----- TEXT SECTION

While the argument has some facial appeal, the fact is that Boone had Hoover available at the start of and during trial, and he testified.  In this period of time, Boone had the opportunity to inquire of Hoover as to his full knowledge of the events on the night in question, including who he was with at the time.  There was more than a sufficient opportunity to find out about Hoover and Ware during the trial.  That the opportunity was not seized upon should not inure to Boone’s benefit.

At the postconviction hearing, two sisters, Tyaneshia and Marqueshia Turner, testified that they were at Mary Jammerson’s apartment the night of the shooting.  They observed “Big Al” bring in a gun and retrieve it a short time later.[3]  They heard about the shooting and saw police outside about five to seven minutes after “Big Al” retrieved the gun.  The Turners testified that Boone was not “Big Al.” 

The testimony of the Turner sisters cannot be considered newly discovered evidence.  The Turner sisters were subpoenaed by the defense to testify at trial but did not appear.  Boone cites their testimony in support of his request for a new trial in the interest of justice.  He argues that the jury was not able to hear all the testimony indicative of his innocence¾the testimony of Hopson, Ware and the Turners.

----------

**EXERCISE INSTRUCTIONS:**
[1] In the passage about Boone's trial, how long after "Big Al" retrieved the gun did the Turner sisters see police outside?
[2] Please reproduce the passage about Boone's trial from "At the postconviction" up to and including "and the Turners.".

----- DATA SUPPLIED

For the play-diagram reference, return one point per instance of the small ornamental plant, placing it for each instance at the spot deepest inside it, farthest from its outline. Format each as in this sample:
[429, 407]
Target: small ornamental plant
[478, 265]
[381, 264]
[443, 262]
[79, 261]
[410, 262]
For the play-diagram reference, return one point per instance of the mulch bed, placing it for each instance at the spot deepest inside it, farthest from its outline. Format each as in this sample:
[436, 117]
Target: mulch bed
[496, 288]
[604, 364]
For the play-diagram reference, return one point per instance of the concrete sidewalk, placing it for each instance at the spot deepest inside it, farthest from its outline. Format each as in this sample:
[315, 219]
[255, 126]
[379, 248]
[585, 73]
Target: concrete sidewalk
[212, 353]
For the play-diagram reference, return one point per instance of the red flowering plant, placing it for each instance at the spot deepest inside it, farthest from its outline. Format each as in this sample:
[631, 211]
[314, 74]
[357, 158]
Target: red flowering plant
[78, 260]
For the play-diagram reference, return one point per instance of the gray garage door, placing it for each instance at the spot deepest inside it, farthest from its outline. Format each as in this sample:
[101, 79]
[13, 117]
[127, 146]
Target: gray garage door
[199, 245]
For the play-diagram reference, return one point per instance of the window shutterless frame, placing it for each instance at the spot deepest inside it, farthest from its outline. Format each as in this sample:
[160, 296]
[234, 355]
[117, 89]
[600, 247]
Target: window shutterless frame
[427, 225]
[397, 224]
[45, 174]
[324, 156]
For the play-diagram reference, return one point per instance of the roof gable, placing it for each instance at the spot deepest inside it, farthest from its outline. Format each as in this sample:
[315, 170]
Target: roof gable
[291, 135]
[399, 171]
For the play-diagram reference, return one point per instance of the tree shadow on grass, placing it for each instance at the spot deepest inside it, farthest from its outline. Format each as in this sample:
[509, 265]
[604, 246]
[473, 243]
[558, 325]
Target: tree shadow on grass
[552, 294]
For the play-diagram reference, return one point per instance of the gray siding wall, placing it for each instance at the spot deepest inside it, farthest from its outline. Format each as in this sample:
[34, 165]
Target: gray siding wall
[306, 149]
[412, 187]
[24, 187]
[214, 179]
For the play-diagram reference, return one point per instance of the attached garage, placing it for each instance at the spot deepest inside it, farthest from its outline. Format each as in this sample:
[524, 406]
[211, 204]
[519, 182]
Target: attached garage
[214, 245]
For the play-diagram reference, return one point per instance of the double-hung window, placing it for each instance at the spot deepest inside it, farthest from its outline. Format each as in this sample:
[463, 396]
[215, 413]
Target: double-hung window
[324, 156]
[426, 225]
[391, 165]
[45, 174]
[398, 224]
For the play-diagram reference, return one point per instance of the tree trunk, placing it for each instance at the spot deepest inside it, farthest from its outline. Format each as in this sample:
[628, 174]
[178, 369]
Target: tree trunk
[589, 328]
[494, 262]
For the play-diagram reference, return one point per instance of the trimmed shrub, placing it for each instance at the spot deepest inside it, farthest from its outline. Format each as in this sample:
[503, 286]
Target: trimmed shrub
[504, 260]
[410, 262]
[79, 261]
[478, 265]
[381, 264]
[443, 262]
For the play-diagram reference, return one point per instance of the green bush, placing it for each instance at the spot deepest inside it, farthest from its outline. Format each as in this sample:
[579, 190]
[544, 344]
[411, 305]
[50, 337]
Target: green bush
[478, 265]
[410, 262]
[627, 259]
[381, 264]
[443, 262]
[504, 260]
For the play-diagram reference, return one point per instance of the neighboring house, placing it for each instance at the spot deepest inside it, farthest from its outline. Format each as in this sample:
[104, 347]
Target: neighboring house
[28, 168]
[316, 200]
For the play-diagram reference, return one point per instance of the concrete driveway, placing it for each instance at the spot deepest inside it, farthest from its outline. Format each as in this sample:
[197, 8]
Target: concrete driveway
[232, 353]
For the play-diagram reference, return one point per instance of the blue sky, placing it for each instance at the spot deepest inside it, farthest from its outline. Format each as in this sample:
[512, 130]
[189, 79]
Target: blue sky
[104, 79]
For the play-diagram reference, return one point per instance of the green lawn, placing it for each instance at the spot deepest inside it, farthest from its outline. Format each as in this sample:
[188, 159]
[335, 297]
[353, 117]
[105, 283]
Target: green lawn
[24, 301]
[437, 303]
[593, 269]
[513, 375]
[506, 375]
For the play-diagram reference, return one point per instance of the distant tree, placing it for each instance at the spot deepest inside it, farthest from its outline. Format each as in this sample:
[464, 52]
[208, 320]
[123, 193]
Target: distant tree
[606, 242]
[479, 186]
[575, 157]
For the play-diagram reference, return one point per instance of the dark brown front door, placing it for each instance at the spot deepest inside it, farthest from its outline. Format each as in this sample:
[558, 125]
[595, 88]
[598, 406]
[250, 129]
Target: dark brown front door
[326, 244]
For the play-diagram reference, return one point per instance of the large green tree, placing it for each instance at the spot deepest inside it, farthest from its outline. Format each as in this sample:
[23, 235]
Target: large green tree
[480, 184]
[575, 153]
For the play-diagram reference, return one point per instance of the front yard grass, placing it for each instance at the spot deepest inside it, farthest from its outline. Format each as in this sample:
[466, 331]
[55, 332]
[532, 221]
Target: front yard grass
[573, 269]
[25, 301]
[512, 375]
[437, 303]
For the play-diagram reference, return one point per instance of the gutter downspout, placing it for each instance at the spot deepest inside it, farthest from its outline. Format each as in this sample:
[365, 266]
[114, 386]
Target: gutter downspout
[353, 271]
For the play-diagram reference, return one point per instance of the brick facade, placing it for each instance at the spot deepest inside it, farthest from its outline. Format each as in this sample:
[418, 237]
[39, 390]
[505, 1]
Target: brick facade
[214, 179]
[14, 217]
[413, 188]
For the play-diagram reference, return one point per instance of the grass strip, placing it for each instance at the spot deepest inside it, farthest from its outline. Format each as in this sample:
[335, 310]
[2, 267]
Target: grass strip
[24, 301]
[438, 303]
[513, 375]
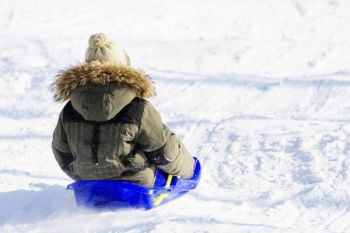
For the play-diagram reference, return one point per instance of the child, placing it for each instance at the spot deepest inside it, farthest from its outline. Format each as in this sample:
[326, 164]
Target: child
[108, 130]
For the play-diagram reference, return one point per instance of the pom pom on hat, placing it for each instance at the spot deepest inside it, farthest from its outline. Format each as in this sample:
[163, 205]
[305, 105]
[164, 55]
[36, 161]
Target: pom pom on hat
[103, 50]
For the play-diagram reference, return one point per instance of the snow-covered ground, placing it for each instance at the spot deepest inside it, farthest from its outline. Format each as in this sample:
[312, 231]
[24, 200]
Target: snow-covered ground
[259, 90]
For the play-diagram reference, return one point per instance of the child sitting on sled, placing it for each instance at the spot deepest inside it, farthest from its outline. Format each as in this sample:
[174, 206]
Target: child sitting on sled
[108, 130]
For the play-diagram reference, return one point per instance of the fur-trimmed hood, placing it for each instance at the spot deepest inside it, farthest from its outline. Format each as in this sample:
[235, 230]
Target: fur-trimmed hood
[96, 73]
[100, 91]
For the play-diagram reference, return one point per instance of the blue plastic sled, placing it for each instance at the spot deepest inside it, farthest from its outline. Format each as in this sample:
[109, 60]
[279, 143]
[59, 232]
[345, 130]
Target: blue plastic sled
[116, 194]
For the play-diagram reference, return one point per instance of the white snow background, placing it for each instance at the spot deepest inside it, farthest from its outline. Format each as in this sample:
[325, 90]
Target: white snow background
[258, 90]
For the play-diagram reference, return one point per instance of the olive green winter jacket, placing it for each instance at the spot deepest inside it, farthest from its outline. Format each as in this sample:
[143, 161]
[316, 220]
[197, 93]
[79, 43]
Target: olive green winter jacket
[107, 130]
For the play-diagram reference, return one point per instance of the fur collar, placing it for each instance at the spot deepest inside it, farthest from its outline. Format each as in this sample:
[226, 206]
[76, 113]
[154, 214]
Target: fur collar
[101, 74]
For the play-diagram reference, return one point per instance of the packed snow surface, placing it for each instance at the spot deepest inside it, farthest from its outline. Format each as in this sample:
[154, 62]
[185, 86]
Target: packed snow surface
[258, 90]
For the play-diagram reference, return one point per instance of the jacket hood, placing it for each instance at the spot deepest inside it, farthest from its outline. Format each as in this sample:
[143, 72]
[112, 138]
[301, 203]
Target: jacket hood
[99, 91]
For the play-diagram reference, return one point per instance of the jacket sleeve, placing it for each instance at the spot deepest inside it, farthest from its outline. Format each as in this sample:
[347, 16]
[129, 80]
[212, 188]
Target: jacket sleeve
[161, 146]
[61, 149]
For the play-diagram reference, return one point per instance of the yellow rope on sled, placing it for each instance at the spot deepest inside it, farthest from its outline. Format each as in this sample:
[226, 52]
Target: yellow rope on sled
[161, 197]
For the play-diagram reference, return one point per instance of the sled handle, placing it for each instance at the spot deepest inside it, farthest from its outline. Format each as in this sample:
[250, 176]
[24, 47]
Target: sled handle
[161, 197]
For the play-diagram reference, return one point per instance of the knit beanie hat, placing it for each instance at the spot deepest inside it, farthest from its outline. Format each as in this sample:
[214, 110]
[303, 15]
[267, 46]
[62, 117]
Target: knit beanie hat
[103, 50]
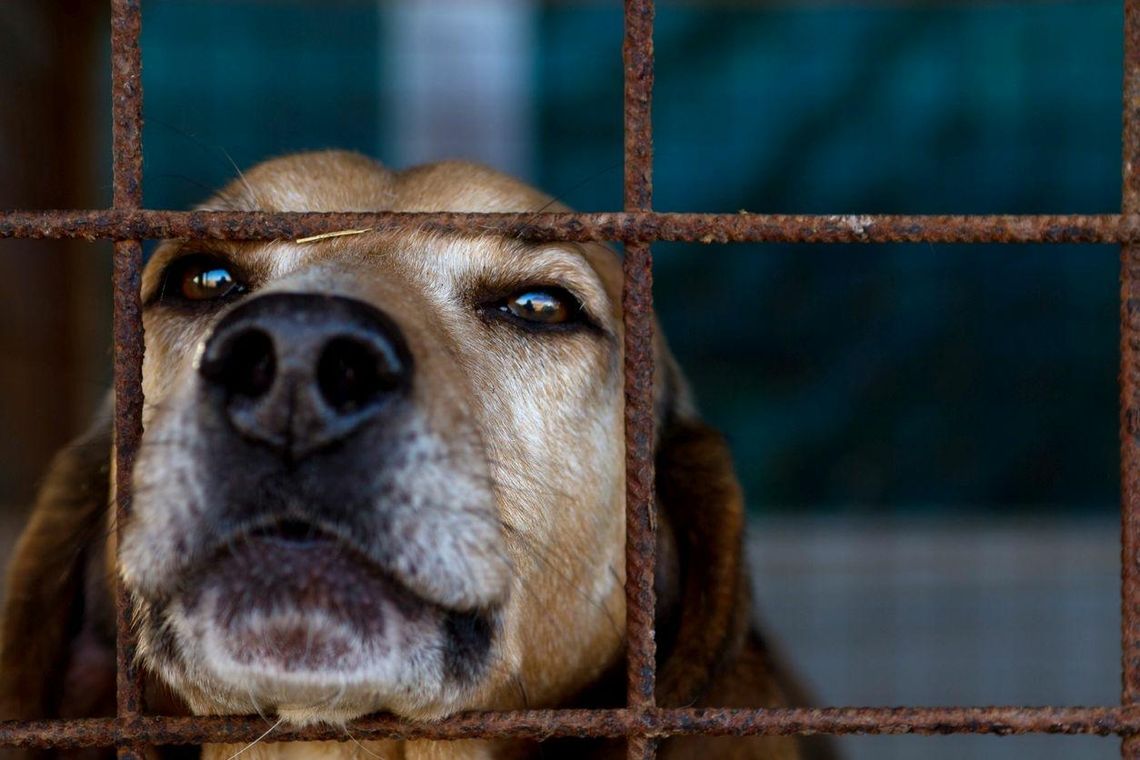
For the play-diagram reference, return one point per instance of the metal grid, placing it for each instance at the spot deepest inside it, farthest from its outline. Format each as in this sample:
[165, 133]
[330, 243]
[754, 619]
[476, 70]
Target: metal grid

----------

**RESULTS FOR EACH TASK:**
[1] About five to seven minutes later.

[2]
At the postconviction hearing, two sisters, Tyaneshia and Marqueshia Turner, testified that they were at Mary Jammerson’s apartment the night of the shooting.  They observed “Big Al” bring in a gun and retrieve it a short time later.[3]  They heard about the shooting and saw police outside about five to seven minutes after “Big Al” retrieved the gun.  The Turners testified that Boone was not “Big Al.” 

The testimony of the Turner sisters cannot be considered newly discovered evidence.  The Turner sisters were subpoenaed by the defense to testify at trial but did not appear.  Boone cites their testimony in support of his request for a new trial in the interest of justice.  He argues that the jury was not able to hear all the testimony indicative of his innocence¾the testimony of Hopson, Ware and the Turners.